What the task requires
Copy the data below verbatim, line by line, with no changes of any kind.

Raw records
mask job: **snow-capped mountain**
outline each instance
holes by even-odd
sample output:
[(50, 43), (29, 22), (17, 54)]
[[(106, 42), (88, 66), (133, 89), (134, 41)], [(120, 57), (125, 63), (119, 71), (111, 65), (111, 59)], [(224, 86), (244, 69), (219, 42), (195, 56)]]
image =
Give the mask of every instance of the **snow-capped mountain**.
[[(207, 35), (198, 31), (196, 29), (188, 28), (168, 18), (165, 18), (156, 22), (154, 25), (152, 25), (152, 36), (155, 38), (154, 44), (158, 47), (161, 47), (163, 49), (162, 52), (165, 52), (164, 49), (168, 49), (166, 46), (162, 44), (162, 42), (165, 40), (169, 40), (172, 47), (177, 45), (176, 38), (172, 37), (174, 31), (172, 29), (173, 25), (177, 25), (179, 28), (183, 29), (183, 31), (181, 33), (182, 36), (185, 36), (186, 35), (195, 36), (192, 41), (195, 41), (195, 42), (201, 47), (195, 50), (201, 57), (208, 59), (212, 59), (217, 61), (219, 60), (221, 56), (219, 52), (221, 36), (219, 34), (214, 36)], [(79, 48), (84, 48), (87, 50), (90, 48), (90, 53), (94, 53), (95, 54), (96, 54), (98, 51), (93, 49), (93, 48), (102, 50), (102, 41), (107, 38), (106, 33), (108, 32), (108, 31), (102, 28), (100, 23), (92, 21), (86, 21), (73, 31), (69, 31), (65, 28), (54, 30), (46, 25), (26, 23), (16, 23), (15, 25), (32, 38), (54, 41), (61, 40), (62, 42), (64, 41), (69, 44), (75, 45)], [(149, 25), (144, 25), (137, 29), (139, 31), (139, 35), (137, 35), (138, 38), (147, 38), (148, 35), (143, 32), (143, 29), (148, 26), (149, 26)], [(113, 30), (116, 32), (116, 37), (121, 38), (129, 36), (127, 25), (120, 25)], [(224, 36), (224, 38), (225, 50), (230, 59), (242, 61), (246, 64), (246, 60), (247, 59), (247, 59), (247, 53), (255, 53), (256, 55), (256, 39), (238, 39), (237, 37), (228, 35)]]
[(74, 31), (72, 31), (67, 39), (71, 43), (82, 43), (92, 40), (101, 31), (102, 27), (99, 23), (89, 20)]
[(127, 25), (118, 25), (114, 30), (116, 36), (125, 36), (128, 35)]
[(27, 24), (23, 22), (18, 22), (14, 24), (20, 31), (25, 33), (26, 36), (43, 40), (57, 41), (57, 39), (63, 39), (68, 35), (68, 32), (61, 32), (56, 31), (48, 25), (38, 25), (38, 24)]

Completed task
mask job: **snow-capped mountain**
outline each instance
holes by even-odd
sample output:
[(50, 43), (29, 22), (17, 54)]
[[(106, 42), (88, 66), (133, 89), (134, 41)], [(120, 57), (125, 63), (119, 71), (111, 65), (111, 59)], [(224, 86), (244, 69), (219, 42), (195, 56)]]
image =
Give the mask of every instance of the **snow-capped mountain**.
[[(207, 35), (198, 31), (196, 29), (188, 28), (168, 18), (165, 18), (156, 22), (154, 25), (152, 25), (152, 36), (155, 38), (154, 44), (158, 47), (161, 47), (163, 49), (162, 52), (165, 52), (164, 49), (168, 49), (166, 46), (162, 44), (162, 42), (165, 40), (169, 40), (172, 47), (177, 45), (176, 38), (172, 37), (174, 31), (172, 29), (173, 25), (177, 25), (179, 28), (183, 29), (183, 31), (181, 33), (182, 36), (185, 36), (186, 35), (195, 36), (192, 41), (195, 41), (195, 42), (201, 47), (195, 50), (201, 57), (208, 59), (212, 59), (217, 61), (219, 60), (221, 56), (219, 52), (221, 36), (219, 34), (214, 36)], [(79, 48), (84, 48), (87, 50), (90, 48), (90, 53), (94, 53), (95, 54), (96, 54), (98, 51), (93, 49), (93, 48), (102, 50), (102, 41), (107, 38), (106, 33), (108, 32), (108, 31), (102, 28), (100, 23), (92, 21), (86, 21), (73, 31), (69, 31), (65, 28), (54, 30), (46, 25), (26, 23), (16, 23), (15, 25), (32, 38), (54, 41), (61, 40), (62, 42), (64, 41), (69, 44), (75, 45)], [(149, 25), (144, 25), (137, 29), (139, 31), (139, 35), (137, 35), (138, 38), (147, 38), (148, 35), (143, 32), (143, 29), (148, 26), (149, 26)], [(113, 30), (116, 32), (116, 37), (121, 38), (129, 36), (127, 25), (120, 25)], [(224, 36), (224, 38), (225, 50), (230, 59), (242, 61), (246, 64), (246, 60), (247, 59), (247, 59), (247, 53), (255, 53), (256, 55), (256, 39), (238, 39), (237, 37), (228, 35)]]
[(74, 31), (72, 31), (67, 39), (71, 43), (82, 43), (92, 40), (101, 31), (102, 27), (99, 23), (89, 20)]
[(127, 25), (118, 25), (114, 30), (116, 36), (125, 36), (128, 35)]
[(27, 24), (23, 22), (18, 22), (14, 24), (20, 31), (25, 33), (26, 36), (43, 40), (57, 41), (57, 39), (63, 39), (68, 35), (68, 32), (61, 32), (56, 31), (48, 25), (38, 25), (38, 24)]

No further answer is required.